▸ **ESTRATTO DEL DOCUMENTO**
———

Partire bene. L’Autovalutazione delle scuole tra difficoltà e rischi
sul percorso triennale che dall’AV di scuola porta alla rendicontazione sociale, si gioca una partita importante, strategica, come si usa dire adesso: sia nel senso che permette di cogliere una domanda di ricerca concreta di senso di quello che si fa a scuola e di ciò che impedisce che le cose non vadano per il verso giusto
È difficile dubitare che l’AV, se fatta nel modo giusto e inserita in un processo mirato, può essere un potente fattore di miglioramento delle nostre scuole. E, anche se la fase che il sistema nel suo insieme sta vivendo non sembra ancora presagire disponibilità dietro l’angolo a spiccare il volo, c’è, nei più avveduti tra quanti seguono le vicende scolastiche, la consapevolezza che, sul percorso triennale che dall’AV di scuola porta alla rendicontazione sociale, si giochi una partita importante, strategica, come si usa dire adesso: sia nel senso che permette di cogliere una domanda di ricerca concreta di senso di quello che si fa a scuola e di ciò che impedisce che le cose non vadano per il verso giusto; sia nel senso che il prestigio della scuola e dei suoi operatori dipende sempre più dall’impegno a rendere conto delle sue scelte e dei risultati del suo lavoro.

———

▸ **MATERIALE DEL DATASET**

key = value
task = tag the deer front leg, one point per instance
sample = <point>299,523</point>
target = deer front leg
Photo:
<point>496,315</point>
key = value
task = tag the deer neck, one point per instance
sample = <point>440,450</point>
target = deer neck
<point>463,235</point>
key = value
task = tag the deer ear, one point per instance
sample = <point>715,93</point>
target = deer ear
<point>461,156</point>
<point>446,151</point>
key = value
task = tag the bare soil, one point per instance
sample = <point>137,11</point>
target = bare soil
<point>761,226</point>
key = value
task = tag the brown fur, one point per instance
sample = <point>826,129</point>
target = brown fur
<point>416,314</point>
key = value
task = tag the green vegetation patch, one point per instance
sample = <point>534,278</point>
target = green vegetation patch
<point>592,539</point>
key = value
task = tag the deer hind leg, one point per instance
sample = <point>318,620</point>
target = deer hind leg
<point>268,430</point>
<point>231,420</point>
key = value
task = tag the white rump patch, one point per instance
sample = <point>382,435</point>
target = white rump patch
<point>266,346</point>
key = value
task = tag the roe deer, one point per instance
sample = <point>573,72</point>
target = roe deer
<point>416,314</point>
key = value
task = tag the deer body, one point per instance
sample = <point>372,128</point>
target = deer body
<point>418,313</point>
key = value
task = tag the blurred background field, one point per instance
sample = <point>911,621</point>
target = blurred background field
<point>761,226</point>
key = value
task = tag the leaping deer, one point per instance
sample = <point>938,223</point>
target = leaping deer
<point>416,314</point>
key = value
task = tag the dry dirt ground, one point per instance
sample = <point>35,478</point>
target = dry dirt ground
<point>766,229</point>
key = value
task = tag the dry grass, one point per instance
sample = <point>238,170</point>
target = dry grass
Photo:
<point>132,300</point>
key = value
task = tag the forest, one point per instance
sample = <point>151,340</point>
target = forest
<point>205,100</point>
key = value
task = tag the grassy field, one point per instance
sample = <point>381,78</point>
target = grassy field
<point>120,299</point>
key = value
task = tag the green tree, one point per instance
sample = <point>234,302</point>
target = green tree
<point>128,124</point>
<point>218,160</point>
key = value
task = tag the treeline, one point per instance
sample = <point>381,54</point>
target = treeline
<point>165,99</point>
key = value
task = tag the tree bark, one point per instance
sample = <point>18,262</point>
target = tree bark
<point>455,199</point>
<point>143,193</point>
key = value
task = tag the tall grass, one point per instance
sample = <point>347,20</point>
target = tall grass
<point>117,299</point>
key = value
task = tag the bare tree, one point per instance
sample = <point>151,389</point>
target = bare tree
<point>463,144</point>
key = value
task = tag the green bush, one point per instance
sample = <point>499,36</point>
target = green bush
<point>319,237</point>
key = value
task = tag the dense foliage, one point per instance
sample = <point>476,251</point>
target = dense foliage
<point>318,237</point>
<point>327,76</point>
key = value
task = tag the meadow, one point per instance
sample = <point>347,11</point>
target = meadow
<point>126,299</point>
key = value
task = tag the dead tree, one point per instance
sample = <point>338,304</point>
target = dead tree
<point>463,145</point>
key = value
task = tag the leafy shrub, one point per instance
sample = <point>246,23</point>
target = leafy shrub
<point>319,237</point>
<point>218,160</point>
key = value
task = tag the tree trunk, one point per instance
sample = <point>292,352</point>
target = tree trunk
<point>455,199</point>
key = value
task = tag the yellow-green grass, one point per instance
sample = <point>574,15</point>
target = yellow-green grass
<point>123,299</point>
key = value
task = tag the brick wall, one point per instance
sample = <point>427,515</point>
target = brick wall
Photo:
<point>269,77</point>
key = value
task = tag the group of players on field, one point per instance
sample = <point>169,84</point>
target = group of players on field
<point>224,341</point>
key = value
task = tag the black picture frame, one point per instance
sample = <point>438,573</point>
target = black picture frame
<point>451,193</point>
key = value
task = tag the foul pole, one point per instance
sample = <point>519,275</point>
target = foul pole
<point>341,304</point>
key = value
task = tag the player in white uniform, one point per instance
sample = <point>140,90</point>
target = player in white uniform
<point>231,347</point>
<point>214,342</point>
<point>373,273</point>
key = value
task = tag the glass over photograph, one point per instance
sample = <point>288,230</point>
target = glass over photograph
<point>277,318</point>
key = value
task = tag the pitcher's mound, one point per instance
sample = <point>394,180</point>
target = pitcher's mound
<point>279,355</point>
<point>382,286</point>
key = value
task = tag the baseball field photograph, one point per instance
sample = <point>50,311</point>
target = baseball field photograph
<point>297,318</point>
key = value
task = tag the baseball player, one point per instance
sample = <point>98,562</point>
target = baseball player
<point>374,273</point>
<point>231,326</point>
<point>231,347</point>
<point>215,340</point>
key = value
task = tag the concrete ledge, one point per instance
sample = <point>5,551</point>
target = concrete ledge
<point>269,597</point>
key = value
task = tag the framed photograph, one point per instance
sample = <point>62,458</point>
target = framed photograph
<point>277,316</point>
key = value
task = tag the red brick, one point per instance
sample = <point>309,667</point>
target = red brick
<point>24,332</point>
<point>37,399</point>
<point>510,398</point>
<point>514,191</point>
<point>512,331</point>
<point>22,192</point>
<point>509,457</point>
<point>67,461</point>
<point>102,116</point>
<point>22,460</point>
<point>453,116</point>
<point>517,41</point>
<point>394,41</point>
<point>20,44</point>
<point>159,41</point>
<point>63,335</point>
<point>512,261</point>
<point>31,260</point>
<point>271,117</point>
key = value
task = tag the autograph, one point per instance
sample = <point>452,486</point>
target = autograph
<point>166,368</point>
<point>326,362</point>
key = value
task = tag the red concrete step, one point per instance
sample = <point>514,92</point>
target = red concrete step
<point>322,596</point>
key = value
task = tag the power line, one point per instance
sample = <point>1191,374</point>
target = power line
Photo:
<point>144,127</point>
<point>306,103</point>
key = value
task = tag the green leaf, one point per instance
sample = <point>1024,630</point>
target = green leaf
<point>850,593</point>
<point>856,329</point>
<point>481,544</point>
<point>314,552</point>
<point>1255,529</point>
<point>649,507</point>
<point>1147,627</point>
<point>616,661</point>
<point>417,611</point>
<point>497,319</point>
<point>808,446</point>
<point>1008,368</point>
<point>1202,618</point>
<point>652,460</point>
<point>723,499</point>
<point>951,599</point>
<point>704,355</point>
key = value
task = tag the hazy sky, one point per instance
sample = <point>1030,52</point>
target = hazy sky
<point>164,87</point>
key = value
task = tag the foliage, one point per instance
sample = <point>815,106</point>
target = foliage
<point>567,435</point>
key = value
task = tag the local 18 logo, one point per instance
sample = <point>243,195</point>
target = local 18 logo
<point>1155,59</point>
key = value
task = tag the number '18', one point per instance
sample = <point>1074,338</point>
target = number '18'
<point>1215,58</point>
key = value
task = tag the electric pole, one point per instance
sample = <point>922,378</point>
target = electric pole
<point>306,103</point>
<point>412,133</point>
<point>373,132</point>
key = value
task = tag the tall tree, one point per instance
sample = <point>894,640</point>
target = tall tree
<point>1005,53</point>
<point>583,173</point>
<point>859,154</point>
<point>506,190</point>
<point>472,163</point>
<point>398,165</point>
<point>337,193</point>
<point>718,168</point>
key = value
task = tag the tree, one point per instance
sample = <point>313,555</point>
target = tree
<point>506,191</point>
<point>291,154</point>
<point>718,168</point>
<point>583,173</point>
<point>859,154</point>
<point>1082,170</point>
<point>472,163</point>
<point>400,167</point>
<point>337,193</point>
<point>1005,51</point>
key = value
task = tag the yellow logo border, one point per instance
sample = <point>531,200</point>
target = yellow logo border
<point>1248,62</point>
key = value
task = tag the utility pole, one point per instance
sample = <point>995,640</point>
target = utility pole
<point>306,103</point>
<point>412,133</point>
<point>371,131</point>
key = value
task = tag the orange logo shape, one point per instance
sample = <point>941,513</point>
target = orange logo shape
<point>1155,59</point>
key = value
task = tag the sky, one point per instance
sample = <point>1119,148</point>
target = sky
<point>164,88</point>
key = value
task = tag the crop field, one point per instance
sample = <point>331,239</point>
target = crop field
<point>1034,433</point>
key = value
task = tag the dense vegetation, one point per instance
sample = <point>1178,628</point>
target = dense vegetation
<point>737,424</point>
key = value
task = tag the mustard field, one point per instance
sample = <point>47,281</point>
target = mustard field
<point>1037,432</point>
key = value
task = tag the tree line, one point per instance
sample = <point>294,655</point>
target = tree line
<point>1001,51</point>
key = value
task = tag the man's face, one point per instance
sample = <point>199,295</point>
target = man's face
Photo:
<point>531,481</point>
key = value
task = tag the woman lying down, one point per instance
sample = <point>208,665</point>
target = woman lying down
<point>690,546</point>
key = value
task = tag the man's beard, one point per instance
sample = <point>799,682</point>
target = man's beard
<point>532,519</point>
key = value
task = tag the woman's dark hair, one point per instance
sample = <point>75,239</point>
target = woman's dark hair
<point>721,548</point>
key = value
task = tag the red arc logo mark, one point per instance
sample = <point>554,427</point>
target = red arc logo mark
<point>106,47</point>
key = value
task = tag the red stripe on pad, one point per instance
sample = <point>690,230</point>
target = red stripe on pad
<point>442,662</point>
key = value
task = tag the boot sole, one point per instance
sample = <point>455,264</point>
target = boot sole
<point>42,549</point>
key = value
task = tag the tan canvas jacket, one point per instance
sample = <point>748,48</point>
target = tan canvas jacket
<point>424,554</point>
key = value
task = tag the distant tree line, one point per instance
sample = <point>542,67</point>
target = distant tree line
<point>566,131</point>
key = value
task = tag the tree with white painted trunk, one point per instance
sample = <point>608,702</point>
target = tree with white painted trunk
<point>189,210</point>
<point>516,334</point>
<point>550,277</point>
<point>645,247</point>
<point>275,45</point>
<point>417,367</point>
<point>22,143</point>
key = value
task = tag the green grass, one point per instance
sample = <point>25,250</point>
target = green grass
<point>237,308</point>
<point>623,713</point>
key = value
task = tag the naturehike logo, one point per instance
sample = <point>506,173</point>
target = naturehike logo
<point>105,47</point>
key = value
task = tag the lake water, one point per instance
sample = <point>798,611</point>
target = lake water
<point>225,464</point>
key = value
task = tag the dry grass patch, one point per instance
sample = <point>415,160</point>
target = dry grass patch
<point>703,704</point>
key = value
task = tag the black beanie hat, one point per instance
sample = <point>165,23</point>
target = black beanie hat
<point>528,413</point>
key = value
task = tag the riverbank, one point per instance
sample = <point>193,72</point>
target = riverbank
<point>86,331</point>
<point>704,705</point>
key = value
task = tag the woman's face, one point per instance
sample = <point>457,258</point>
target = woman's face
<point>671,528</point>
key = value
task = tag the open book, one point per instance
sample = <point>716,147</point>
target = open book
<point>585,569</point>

———

▸ **CONSEGNA 1**
Secondo il testo sull'autovalutazione delle scuole, da che cosa dipende sempre più il prestigio della scuola e dei suoi operatori?
▸ **CONSEGNA 2**
Riprendi il testo sull'autovalutazione delle scuole e portalo avanti subito dopo la sua ultima frase.

▸ **RISPOSTA ATTESA 1**
Dall'impegno a rendere conto delle sue scelte e dei risultati del suo lavoro.

▸ **RISPOSTA ATTESA 2**
E senza voler caricare l’attività di AV di attese messianiche, una cosa importante però si può aggiungere sulle opportunità che essa apre anche sul fronte della scuola come organizzazione che apprende la riflessione sulle cose che fa e su come le fa: può diventare occasione non solo per rileggere gli assetti organizzativie ripensare i vari gruppi di aggregazione (Cdc, GdD,…) come luoghi di autoformazione e delle intese cooperative; ma anche per radicare progressivamente l’impegno autoanalitico, entro la cultura organizzativa della singola scuola e entro il lavoro concreto dei suoi operatori[1].E questo richiede che ci si investa sopra le energie di più anni, se si vuole che l’obiettivo sia un radicamento profondo e duraturo.
Una operazione grossa quindi a volerla fare bene e con gli strumenti giusti. Che esclude comunque improvvisazione e richiede cura e passione perché si proietta su una più avanzata idea di scuola .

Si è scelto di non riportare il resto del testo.